● **TASK INSTRUCTIONS**
Please reproduce all entries word for word and omit their pictures.

□ □ □ □ □

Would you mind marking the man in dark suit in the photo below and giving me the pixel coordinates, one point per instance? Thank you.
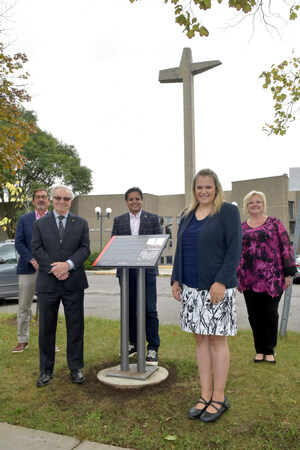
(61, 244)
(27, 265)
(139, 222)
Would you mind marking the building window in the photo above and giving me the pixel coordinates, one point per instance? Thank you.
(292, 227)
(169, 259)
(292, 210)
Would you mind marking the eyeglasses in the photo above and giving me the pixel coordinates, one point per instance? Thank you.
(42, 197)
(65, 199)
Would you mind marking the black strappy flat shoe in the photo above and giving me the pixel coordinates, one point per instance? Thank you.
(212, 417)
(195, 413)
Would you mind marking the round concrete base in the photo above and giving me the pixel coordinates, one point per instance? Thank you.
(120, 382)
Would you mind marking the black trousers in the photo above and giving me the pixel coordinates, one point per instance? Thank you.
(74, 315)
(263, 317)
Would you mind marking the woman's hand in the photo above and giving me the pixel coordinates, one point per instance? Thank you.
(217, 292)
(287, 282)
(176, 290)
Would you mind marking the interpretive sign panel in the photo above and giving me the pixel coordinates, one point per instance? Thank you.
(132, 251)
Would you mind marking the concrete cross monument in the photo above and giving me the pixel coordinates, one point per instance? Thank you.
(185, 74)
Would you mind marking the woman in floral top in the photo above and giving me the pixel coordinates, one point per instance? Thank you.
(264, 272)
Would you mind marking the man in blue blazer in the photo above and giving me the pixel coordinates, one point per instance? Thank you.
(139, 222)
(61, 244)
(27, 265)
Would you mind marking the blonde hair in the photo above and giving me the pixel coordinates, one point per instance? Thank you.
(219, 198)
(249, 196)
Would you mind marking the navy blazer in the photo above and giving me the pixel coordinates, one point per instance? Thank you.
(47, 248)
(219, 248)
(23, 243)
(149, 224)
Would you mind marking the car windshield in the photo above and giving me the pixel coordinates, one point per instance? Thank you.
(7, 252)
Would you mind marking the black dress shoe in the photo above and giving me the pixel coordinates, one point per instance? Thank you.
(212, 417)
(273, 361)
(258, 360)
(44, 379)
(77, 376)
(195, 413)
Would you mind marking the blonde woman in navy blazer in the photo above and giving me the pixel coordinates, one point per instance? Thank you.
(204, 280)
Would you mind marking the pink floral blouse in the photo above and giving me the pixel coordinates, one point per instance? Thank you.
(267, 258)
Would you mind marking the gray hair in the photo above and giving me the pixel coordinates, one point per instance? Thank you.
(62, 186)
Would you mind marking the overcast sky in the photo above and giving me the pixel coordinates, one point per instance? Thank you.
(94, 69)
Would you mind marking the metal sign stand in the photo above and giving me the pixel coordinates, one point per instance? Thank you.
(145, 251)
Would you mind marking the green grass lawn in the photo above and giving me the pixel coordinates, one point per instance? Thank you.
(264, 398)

□ □ □ □ □

● **TASK RESPONSE**
Would you mind marking the man in dark suit in the photo below and giving me the pixel coordinates, one point per instance? Thank you.
(61, 244)
(27, 265)
(139, 222)
Would you mind marking the building window in the photo above and giving me the pixel coordinates, one point per instance? Thank you.
(292, 227)
(169, 259)
(292, 210)
Would you mind marking the eyeglasses in the photo above and giving me the pixel coordinates, one point per instance? Thank you.
(42, 197)
(65, 199)
Would you mind marking the black strappy flat shoe in the photo above and giving me the pixel coordinates, one point per instance? Thank you.
(212, 417)
(195, 413)
Would you mind marking the round concrete base in the photo above and giving me the pixel coordinates, one point per instance? Thank you.
(120, 382)
Would you mind marking the black trousers in the photo above and giving me the pixel coordinates, one point per instance? Thank you.
(74, 315)
(263, 317)
Would you mind marking the woman's hand in the photo above and giving me the pixel coordinates, one point per instance? Thank you.
(217, 292)
(287, 282)
(176, 290)
Would you mind marking the interpretive sign panel in the photo above and giving me the pixel coordinates, one point per instance? Thank you.
(132, 251)
Would you mind marking the concrete cross monument in the photo above and giving me the pixel coordinates, one point per instance? Thank you.
(185, 74)
Would you mind marking the woman in floral top in the photo above and giving me the pixel coordinates, one point per instance? Thank you.
(264, 272)
Would you mind marking the man in blue blazer in the photo above and giving me the pixel coordinates, one point per instance? Thank you.
(139, 222)
(61, 244)
(27, 265)
Would you mind marking the blonde hair in the photo above and giving me the pixel coordinates, one point per instance? Thank you.
(219, 198)
(249, 196)
Would you mind marking the navy blazer in the photo above and giving me the pixel coordinates, one point per instance? Thank you.
(47, 248)
(219, 248)
(23, 243)
(149, 224)
Would you mind marking the car windshield in the photo above and giving me the pixel coordinates, one point per instance? Thank you.
(7, 252)
Would you mind marking the black dress shoe in the photo above and giving me the pixel coordinates, one point per instance? Thank you.
(212, 417)
(273, 361)
(258, 360)
(44, 379)
(77, 376)
(195, 413)
Would you mind marking the blonde woman in navy blazer in the photo above and giving me the pixel coordinates, one point per instance? Thank you.
(204, 280)
Would you mind marking the pink floral blouse in the photo above and giving me the pixel coordinates, one point per instance? Thank you.
(267, 258)
Would you mind marking the gray hair in the photo above and giving me the pixel coordinates, one point per instance? Thank you.
(62, 186)
Would you mind marking the overcast sky in the photo above and giving me the pixel coordinates, one point per instance? Thank you.
(94, 69)
Would you mind marking the metal sign stand in the photo above and giving me the pixel coordinates, one point per instance? Thank you.
(145, 251)
Would you mind marking the green grass lawn in the photo above and giving me the pixel coordinates, one point per instance? Thank you.
(264, 398)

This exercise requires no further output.